* **Work instruction**
Set the data down again, word for word, as it appears below.

Data excerpts:
+-------+

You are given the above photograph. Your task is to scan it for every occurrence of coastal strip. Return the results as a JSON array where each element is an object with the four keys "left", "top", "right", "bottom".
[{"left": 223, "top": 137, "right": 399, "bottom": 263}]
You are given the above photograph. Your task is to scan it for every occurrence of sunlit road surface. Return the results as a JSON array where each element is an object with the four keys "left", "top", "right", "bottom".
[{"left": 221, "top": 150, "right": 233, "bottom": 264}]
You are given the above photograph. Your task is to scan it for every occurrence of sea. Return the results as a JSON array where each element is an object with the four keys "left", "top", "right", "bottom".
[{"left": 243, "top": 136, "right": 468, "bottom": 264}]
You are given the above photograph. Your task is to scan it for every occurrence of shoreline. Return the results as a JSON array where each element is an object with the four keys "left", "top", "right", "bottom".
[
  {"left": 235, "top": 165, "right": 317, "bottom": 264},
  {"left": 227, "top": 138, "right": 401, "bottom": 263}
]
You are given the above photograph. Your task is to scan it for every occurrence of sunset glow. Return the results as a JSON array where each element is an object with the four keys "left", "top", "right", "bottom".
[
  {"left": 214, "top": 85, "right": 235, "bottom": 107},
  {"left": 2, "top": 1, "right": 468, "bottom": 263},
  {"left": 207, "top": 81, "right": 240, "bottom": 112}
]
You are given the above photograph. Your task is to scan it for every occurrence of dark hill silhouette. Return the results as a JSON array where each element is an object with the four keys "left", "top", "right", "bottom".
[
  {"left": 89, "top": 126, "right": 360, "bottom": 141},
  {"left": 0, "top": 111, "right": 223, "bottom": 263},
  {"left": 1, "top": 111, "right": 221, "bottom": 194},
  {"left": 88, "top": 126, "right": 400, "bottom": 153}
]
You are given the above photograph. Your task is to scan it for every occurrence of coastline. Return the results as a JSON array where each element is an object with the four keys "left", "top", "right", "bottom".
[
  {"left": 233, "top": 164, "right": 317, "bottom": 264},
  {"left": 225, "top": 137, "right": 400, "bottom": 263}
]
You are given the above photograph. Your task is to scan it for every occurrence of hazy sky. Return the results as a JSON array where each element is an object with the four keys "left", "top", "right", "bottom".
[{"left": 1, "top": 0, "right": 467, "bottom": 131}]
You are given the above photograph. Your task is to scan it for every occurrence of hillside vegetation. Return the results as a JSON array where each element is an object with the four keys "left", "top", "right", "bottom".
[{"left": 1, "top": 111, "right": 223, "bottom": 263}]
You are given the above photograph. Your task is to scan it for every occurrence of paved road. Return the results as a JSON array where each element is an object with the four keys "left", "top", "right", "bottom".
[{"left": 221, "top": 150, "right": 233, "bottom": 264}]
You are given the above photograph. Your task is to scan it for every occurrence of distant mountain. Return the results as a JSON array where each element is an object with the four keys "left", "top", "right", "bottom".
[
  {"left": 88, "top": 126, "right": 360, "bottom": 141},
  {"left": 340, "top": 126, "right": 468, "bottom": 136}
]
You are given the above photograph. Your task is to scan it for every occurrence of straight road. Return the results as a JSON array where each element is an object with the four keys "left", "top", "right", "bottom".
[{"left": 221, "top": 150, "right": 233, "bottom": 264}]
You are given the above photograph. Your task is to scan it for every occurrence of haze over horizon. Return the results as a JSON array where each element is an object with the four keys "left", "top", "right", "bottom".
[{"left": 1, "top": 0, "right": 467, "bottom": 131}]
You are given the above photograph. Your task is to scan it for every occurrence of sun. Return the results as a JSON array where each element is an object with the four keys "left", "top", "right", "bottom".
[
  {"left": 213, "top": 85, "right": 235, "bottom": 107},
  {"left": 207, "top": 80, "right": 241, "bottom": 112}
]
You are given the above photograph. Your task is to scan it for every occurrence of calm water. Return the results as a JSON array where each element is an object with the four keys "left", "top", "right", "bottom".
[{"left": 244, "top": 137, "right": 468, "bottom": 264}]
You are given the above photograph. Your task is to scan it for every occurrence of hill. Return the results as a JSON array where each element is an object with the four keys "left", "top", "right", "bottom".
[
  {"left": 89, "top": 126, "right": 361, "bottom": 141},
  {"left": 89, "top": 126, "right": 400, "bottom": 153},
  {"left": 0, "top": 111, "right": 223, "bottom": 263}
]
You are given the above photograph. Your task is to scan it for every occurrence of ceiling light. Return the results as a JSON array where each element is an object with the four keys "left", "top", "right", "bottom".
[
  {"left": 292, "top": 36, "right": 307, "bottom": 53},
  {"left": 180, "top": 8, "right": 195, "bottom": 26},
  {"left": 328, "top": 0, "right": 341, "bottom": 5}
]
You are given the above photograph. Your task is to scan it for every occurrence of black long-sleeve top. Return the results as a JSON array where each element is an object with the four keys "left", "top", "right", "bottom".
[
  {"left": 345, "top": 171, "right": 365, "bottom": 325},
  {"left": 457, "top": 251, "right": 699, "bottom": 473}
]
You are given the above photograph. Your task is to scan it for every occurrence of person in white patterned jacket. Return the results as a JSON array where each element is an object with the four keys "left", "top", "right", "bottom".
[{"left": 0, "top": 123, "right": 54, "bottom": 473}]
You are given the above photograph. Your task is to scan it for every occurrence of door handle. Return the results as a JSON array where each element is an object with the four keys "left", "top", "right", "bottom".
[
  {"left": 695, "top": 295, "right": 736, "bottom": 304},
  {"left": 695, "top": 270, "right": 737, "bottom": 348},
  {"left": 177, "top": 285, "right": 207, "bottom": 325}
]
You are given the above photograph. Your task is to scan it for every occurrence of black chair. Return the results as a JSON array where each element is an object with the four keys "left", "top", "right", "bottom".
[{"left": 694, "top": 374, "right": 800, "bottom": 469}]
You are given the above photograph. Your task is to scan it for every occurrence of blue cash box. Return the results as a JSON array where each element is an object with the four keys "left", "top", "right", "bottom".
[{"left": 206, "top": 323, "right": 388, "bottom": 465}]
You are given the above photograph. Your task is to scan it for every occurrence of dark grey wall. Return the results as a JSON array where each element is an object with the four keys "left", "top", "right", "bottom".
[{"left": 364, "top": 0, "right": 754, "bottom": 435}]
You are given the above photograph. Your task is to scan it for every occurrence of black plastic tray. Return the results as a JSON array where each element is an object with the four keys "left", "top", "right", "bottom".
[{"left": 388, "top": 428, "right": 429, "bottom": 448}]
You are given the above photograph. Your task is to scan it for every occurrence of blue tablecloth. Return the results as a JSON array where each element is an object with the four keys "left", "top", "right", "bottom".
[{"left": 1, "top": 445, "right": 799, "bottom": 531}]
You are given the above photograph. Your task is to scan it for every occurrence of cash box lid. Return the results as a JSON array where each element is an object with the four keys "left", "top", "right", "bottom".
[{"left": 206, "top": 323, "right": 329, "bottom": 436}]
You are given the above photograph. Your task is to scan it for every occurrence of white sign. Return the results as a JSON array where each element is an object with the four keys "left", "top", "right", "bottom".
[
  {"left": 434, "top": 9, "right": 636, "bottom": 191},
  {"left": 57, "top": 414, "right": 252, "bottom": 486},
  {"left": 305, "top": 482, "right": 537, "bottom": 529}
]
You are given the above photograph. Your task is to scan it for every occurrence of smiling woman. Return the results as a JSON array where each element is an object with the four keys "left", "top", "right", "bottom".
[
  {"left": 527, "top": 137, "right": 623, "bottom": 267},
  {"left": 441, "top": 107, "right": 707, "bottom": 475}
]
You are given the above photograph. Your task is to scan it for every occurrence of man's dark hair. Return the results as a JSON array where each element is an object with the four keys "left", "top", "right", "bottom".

+-------+

* **Result of the exercise**
You are given the above photograph. Your task is to scan it for every occurrence of coastal strip. Return the results as a JSON array where each element is an object with the four keys "left", "top", "right", "bottom".
[{"left": 223, "top": 137, "right": 399, "bottom": 263}]
You are given the above photograph. Your task is to scan it for every occurrence of sunlit road surface. Return the results as a JSON array where each element is an object with the four keys "left", "top", "right", "bottom".
[{"left": 221, "top": 150, "right": 233, "bottom": 264}]
You are given the above photograph. Your task is to scan it for every occurrence of sea. Return the results as a JSON array where each element is an object with the four keys "left", "top", "right", "bottom".
[{"left": 243, "top": 136, "right": 468, "bottom": 264}]
You are given the above photograph. Your task is to scan it for every occurrence of shoreline. Return the results as a JSON array where each element is an object with the four keys "left", "top", "right", "bottom".
[
  {"left": 235, "top": 165, "right": 317, "bottom": 264},
  {"left": 227, "top": 138, "right": 401, "bottom": 263}
]
You are given the above photograph. Your task is to scan it for every occurrence of sunset glow. Return the results as a JSON array where each element is an object with the four keys "left", "top", "right", "bottom".
[
  {"left": 214, "top": 85, "right": 235, "bottom": 107},
  {"left": 2, "top": 1, "right": 468, "bottom": 263},
  {"left": 207, "top": 81, "right": 240, "bottom": 112}
]
You are given the above photograph. Your task is to scan it for every occurrence of dark hill silhouette. Return the results as a JSON array where each element is an object with the four keys "left", "top", "right", "bottom".
[
  {"left": 89, "top": 126, "right": 360, "bottom": 141},
  {"left": 0, "top": 111, "right": 223, "bottom": 263},
  {"left": 1, "top": 111, "right": 221, "bottom": 194},
  {"left": 88, "top": 126, "right": 400, "bottom": 153}
]
You are given the above photograph. Your task is to scan it for every occurrence of coastline. Return the results as a JSON array where each element is an object with the four keys "left", "top", "right", "bottom".
[
  {"left": 233, "top": 164, "right": 317, "bottom": 264},
  {"left": 225, "top": 137, "right": 400, "bottom": 263}
]
You are given the above photograph. Your task is to scan it for every occurrence of hazy sky. Return the results as a JSON array where each element is an object with the four keys "left", "top", "right", "bottom".
[{"left": 1, "top": 0, "right": 467, "bottom": 131}]
You are given the above photograph. Your task is to scan it for every occurrence of hillside vegetation. Return the results as a JSON array where each element is an object with the four keys "left", "top", "right", "bottom".
[{"left": 1, "top": 111, "right": 223, "bottom": 263}]
You are given the above photograph. Your task is to scan it for every occurrence of paved road. Return the results as a JSON array where each element is an object with the four keys "left", "top", "right", "bottom".
[{"left": 221, "top": 150, "right": 233, "bottom": 264}]
You are given the above photograph. Your task is to scan it for every occurrence of distant mountain. Return the results as a JSON array where each element is an object with the four keys "left", "top", "right", "bottom".
[
  {"left": 88, "top": 126, "right": 360, "bottom": 141},
  {"left": 340, "top": 126, "right": 468, "bottom": 136}
]
You are given the above photograph. Your task is to scan it for every occurrence of straight road. Return the results as a JSON array where each element is an object with the four keys "left", "top", "right", "bottom".
[{"left": 221, "top": 150, "right": 233, "bottom": 264}]
You are given the above photograph. Your task is to scan it for every occurrence of haze over horizon. Return the results as a JSON array where each element is an object with the four keys "left", "top", "right", "bottom".
[{"left": 1, "top": 0, "right": 467, "bottom": 131}]
You are given the above photograph. Your task is to scan it for every occurrence of sun. Return the results as a JSON array where each element is an object with the four keys "left", "top", "right", "bottom".
[
  {"left": 213, "top": 85, "right": 235, "bottom": 107},
  {"left": 207, "top": 80, "right": 241, "bottom": 112}
]
You are given the above photograph. Your task is to scan it for every occurrence of calm water. Return the results as a JSON array where each element is an object with the four keys "left", "top", "right", "bottom".
[{"left": 244, "top": 137, "right": 468, "bottom": 264}]
You are given the above photograph. Your task is to scan it for every occurrence of hill. Return the results as a JSON array where each element is an object with the four keys "left", "top", "right", "bottom".
[
  {"left": 89, "top": 126, "right": 361, "bottom": 141},
  {"left": 89, "top": 126, "right": 400, "bottom": 153},
  {"left": 0, "top": 111, "right": 223, "bottom": 263}
]
You are given the above photograph. Your task is to scan it for every occurrence of ceiling light. Return the results as a JSON array where each element is an object with the four keys "left", "top", "right", "bottom".
[
  {"left": 292, "top": 36, "right": 307, "bottom": 53},
  {"left": 180, "top": 8, "right": 195, "bottom": 26},
  {"left": 328, "top": 0, "right": 341, "bottom": 5}
]
You are given the above photograph. Your task is to scan it for every occurrence of black long-sleeve top. Return the results as a JSON array where each element is an object with the four keys "left", "top", "right", "bottom".
[
  {"left": 345, "top": 171, "right": 365, "bottom": 325},
  {"left": 457, "top": 251, "right": 699, "bottom": 473}
]
You are given the above photograph. Your task is to scan it for every occurrence of person in white patterned jacket. Return the results as a JSON array where each element is an object with the four keys "left", "top", "right", "bottom".
[{"left": 0, "top": 123, "right": 54, "bottom": 473}]
You are given the above photograph. Your task is to scan it for every occurrence of door handle. Return the results as a JSON array where each element is an object with the four keys "left", "top", "right", "bottom".
[
  {"left": 695, "top": 295, "right": 736, "bottom": 304},
  {"left": 695, "top": 270, "right": 737, "bottom": 348},
  {"left": 177, "top": 285, "right": 207, "bottom": 325}
]
You are given the above photograph. Your task is to scan it for every occurrence of black chair. Return the results as a JSON array where each element is an object with the four keys "left", "top", "right", "bottom".
[{"left": 694, "top": 374, "right": 800, "bottom": 469}]
You are given the above photograph. Your task is to scan it for every occurrence of blue cash box. Return the results as a JSON array where each element is an object with the four keys "left", "top", "right", "bottom".
[{"left": 206, "top": 323, "right": 388, "bottom": 465}]
You are given the above photograph. Your task is to scan it for every occurrence of dark grey wall. Return the results as a JSON array where each element is an object with the four keys "left", "top", "right", "bottom".
[{"left": 364, "top": 0, "right": 754, "bottom": 435}]
You are given the above photograph. Your task is to scan it for every occurrence of black plastic tray. Return the results as a JSON array where each element is an object with the four keys "left", "top", "right", "bottom".
[{"left": 388, "top": 428, "right": 429, "bottom": 448}]
You are given the above photograph. Your task is to scan it for every occurrence of blue tablecloth. Return the results as a JSON array where each element is an object with the four keys "left", "top", "right", "bottom".
[{"left": 1, "top": 445, "right": 799, "bottom": 531}]
You are given the above photograph. Your task is to scan it for every occurrence of cash box lid. Return the results as a JSON array where each element is an object with the four keys "left", "top", "right", "bottom".
[{"left": 206, "top": 323, "right": 329, "bottom": 436}]
You are given the above photograph. Your task is to scan it for every occurrence of white sign. Return the results as a JSON array where each element is an object with the four keys "left", "top", "right", "bottom".
[
  {"left": 434, "top": 9, "right": 636, "bottom": 191},
  {"left": 57, "top": 414, "right": 252, "bottom": 486},
  {"left": 305, "top": 482, "right": 537, "bottom": 529}
]
You are given the above photograph. Your task is to scan it for every occurrence of smiling woman. Return the results as a JSON array where each element is an object with the four keys "left", "top", "right", "bottom".
[
  {"left": 527, "top": 137, "right": 623, "bottom": 267},
  {"left": 441, "top": 107, "right": 707, "bottom": 475}
]
You are given the above photograph. Your task is to scan it for every occurrence of man's dark hair. Return the results as a JSON array where each element is an object with the four keys "left", "top", "right", "bottom".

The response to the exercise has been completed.